(Records from a collection)
»»

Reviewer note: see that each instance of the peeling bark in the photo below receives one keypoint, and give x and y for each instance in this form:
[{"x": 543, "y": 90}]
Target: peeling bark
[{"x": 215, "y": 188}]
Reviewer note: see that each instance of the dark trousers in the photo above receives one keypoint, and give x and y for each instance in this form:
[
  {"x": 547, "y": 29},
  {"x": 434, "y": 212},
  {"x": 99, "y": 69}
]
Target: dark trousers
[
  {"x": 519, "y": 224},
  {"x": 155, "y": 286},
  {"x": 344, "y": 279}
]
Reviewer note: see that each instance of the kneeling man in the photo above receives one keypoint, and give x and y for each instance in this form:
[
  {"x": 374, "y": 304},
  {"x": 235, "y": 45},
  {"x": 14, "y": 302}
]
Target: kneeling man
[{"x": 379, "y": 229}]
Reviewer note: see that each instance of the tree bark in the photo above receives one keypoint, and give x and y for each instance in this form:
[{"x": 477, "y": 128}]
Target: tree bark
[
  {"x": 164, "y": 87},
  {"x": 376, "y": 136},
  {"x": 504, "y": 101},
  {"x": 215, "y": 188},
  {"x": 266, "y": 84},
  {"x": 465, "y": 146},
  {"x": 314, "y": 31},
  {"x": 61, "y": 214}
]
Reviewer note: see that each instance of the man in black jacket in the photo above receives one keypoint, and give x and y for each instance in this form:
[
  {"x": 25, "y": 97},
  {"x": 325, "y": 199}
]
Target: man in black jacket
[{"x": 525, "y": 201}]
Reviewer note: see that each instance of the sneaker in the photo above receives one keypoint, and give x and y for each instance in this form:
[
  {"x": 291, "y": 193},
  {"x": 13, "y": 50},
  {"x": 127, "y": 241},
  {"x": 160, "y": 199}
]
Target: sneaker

««

— ABOUT THIS TASK —
Could you return the lines in the entries above that contain "sneaker"?

— TASK ANSWER —
Reviewer note: see that each instance of the sneaker in the photo above receives one keypoint, and give x and y for each instance in this form:
Target: sneaker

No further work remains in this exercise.